§ TASK OBJECTIVE
Output the number of lines in the material below containing "long" and nothing more.

§ INPUT RECORDS
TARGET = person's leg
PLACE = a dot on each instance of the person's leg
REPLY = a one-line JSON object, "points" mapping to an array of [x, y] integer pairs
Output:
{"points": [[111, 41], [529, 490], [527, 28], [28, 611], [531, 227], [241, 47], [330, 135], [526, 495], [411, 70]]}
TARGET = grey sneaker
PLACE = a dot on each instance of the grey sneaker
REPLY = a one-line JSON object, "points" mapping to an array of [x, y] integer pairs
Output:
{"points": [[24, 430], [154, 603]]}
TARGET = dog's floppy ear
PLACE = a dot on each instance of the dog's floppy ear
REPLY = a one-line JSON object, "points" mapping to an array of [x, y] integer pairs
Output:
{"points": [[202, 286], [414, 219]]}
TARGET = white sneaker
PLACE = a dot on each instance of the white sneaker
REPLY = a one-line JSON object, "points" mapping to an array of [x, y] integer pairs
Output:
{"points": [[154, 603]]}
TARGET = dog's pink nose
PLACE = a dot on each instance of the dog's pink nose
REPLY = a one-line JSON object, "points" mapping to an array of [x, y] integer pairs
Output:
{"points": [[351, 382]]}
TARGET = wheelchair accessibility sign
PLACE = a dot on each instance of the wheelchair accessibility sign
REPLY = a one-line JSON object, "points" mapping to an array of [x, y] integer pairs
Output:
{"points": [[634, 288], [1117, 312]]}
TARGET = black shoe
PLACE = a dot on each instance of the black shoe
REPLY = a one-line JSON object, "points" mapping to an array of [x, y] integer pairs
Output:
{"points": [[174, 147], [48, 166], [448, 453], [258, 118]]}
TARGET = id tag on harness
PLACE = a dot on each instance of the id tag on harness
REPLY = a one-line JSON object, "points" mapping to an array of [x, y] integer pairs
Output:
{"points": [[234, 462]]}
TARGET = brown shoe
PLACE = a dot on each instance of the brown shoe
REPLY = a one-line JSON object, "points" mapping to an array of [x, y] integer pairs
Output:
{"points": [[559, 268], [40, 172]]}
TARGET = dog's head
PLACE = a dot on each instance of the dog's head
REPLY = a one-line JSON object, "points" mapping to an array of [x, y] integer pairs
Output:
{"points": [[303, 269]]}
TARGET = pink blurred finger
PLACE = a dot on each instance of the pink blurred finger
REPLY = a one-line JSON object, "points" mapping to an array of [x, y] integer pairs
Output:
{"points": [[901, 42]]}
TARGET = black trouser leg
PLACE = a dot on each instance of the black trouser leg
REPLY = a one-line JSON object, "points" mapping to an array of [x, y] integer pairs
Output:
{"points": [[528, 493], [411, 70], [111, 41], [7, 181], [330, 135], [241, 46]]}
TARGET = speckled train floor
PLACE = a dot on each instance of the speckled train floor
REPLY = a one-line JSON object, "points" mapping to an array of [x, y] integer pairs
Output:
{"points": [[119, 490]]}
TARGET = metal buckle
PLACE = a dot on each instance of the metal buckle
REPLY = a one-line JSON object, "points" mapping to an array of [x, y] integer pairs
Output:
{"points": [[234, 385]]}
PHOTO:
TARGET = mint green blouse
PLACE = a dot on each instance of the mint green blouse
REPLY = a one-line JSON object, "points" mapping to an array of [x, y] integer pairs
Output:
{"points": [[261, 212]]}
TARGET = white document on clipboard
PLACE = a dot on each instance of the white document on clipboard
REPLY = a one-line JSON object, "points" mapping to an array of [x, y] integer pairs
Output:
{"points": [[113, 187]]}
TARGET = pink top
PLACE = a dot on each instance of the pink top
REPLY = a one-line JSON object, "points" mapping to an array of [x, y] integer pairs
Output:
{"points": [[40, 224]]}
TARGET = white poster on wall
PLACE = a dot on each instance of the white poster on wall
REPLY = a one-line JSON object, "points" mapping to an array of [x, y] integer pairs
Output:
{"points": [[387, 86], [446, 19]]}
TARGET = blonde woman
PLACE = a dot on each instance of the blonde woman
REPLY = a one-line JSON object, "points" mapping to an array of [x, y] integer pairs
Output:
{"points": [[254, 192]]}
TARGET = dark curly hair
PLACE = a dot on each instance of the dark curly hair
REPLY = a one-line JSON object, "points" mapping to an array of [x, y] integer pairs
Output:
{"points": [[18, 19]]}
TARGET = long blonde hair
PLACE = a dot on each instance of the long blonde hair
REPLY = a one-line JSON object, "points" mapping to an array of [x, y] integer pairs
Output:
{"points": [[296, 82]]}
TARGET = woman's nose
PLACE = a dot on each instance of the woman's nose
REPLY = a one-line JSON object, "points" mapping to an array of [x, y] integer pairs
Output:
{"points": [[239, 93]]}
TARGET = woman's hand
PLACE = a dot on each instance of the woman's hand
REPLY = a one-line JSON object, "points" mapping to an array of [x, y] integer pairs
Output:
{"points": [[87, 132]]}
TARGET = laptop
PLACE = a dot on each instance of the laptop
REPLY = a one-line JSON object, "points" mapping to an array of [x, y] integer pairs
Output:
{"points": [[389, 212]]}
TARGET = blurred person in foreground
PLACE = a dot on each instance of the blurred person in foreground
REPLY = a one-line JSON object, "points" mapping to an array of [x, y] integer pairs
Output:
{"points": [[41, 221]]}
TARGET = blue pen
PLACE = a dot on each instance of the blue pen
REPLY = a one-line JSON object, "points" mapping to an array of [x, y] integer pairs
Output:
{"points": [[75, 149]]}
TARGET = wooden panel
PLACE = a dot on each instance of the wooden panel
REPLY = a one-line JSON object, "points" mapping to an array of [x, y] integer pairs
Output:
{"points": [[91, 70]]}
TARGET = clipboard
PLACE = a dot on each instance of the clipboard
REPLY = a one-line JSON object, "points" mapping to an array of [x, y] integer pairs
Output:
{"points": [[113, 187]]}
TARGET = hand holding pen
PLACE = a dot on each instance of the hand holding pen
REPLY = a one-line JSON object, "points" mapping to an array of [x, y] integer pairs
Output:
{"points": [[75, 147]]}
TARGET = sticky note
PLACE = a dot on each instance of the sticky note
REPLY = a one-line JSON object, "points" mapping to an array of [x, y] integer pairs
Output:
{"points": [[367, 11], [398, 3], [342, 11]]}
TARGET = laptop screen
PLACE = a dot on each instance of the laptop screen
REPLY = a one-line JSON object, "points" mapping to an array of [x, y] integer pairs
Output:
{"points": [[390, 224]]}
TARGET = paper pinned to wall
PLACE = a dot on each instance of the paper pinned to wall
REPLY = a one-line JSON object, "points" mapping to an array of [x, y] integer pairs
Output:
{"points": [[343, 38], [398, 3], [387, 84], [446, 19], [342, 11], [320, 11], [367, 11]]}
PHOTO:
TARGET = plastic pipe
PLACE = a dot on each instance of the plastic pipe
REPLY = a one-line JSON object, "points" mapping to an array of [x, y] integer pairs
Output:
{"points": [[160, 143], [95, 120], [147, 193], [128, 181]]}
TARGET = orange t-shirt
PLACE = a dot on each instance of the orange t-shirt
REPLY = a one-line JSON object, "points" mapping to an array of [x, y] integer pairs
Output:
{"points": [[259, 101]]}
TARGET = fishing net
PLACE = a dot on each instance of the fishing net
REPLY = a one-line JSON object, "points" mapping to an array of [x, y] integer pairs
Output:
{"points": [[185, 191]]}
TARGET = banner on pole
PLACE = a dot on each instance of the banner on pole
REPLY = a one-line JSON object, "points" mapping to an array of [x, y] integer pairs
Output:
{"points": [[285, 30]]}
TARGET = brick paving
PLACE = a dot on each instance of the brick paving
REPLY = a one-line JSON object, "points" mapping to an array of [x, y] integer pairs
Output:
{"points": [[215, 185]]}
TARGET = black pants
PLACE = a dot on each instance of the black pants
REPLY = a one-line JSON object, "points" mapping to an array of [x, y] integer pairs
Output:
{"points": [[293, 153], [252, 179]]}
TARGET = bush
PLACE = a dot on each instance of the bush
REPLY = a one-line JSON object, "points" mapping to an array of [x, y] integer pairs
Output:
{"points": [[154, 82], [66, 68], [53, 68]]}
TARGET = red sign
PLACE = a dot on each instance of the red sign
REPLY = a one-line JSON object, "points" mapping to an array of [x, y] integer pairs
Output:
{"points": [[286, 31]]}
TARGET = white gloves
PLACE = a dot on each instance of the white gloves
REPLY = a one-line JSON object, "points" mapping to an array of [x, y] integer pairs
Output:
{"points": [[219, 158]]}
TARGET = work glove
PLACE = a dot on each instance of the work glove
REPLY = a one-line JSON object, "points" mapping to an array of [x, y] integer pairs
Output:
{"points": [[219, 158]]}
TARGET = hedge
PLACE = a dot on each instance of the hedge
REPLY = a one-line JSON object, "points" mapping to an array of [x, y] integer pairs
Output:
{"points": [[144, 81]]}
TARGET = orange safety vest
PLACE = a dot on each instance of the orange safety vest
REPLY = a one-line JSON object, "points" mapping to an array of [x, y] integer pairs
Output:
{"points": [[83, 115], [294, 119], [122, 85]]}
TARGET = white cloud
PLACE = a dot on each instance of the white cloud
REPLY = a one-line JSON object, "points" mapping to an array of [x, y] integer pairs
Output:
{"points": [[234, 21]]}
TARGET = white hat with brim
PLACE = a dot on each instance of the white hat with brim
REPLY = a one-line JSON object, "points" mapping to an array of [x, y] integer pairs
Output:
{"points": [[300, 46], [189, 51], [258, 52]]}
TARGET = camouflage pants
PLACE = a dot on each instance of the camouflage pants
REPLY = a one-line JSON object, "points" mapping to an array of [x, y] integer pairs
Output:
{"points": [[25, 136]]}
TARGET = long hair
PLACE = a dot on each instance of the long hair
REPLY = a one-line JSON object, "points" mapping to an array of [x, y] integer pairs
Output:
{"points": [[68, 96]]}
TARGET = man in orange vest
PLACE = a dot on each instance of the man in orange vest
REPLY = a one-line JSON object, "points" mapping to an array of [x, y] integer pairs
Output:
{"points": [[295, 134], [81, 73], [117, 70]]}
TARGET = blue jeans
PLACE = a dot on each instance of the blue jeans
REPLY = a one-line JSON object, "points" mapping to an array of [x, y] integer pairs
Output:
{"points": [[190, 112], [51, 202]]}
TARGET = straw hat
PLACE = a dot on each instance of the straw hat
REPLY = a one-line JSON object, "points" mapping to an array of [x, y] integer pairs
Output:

§ EXPECTED ANSWER
4